- [The task] Reproduce the listing below line for line, with every character unchanged.

- [Stored rows]

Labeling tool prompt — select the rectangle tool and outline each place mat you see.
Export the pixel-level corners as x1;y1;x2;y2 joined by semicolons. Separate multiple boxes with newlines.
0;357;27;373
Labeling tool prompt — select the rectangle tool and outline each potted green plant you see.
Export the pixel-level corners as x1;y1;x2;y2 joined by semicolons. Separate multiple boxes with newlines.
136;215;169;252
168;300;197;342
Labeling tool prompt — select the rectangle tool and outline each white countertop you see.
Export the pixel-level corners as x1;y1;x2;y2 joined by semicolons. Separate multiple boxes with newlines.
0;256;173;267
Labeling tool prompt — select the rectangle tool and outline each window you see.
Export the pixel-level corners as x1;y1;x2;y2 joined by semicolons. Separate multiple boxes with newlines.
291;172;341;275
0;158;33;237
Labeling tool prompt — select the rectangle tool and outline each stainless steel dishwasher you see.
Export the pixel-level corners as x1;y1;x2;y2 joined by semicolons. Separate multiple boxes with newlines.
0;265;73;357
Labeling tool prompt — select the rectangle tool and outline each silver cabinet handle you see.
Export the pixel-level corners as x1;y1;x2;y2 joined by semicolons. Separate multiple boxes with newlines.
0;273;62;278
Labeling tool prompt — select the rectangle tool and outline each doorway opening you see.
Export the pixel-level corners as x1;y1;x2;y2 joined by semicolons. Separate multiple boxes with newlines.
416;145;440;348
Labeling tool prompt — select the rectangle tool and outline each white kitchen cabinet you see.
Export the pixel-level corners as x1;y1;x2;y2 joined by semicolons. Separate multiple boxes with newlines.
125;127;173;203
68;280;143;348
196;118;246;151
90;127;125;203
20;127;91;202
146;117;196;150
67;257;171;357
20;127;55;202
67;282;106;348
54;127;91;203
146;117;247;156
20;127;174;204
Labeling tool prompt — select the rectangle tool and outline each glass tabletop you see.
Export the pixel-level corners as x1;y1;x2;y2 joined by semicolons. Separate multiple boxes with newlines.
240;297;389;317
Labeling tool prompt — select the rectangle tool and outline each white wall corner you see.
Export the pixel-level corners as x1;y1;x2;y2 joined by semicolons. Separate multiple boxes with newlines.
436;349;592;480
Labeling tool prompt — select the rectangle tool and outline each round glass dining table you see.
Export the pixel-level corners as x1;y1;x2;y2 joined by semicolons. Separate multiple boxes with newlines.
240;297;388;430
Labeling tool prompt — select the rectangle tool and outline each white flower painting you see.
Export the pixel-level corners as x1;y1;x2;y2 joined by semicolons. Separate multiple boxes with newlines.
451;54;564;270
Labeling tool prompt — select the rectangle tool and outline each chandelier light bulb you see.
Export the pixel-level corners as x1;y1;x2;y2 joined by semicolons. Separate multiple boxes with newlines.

- [Solution to this problem]
Labeling tool prompt — select the rectangle tool and outline each place mat you see.
Export the pixel-level corners as x1;y1;x2;y2 joined by semicolons. Separate multiple boxes with newlines.
0;357;27;373
Labeling tool prompt — select the rectangle tool and outline each potted green plant you see.
Export the pixel-level corners as x1;y1;x2;y2 joined by semicolons. Separate multiple boxes with newlines.
136;215;169;252
168;300;197;342
Labeling tool prompt — select the rectangle tool and outline each white countertop you see.
Export the pixel-level corners as x1;y1;x2;y2 joined by semicolons. Separate multiple boxes with newlines.
0;256;173;267
Labeling tool prompt — select the rectangle tool and outline each window you see.
Export the pixel-level corners as x1;y1;x2;y2 joined by semicolons. Separate multiple boxes with newlines.
291;172;341;275
0;158;33;237
Labeling tool prompt — select the rectangle tool and outline each stainless steel dishwasher you see.
Export the pixel-level corners as x1;y1;x2;y2 joined by semicolons. Separate multiple boxes with newlines.
0;265;73;357
Labeling tool prompt — select the rectangle tool and outline each silver cabinet handle you see.
Export the pixel-level corners as x1;y1;x2;y2 joined by semicolons. Separate multiple boxes with newlines.
0;273;62;278
Labeling tool prompt — select the rectangle tool and outline each doorway opening you see.
Export the pixel-level corners as x1;y1;x2;y2 joined by semicolons. Separate multiple boxes with newlines.
416;145;440;348
Labeling tool prompt — select the rectangle tool and outline each white kitchen cabinet you see.
Export the pixel-level corners as x1;y1;x2;y2 joined by semicolons. Separate multiple boxes with newlines.
125;127;173;203
68;280;143;348
196;118;246;151
90;127;125;203
20;127;91;202
146;117;196;150
67;257;171;357
20;127;55;202
67;282;106;348
54;127;91;203
146;117;247;156
20;127;174;204
Labeling tool prompt — select the rectangle tool and outline each glass tabletop you see.
Export the pixel-level corners as x1;y1;x2;y2 joined by semicolons. Separate multiple boxes with newlines.
240;297;389;317
Labeling tool prompt — select the rectangle tool and outline each white wall corner you see.
Export the pixel-level corners as x1;y1;x2;y2 joined by semicolons. Separate multiple boxes with newlines.
436;349;592;480
Labeling tool prompt — select the rectangle tool and outline each round glass dining table you see.
Export the pixel-level corners as x1;y1;x2;y2 joined by semicolons. Separate multiple boxes with newlines.
240;297;388;430
Labeling tool prompt — select the rectangle tool and outline each white flower painting you see.
Export the pixel-level corners as x1;y1;x2;y2 joined by semicolons. Separate multiple boxes with newlines.
451;54;564;270
Labeling tool prompt — select the rectangle tool and outline each chandelier light bulb you see.
Export the pixel-level corners as x1;y1;x2;y2 joined by semicolons. Separate multiple boxes with newlines.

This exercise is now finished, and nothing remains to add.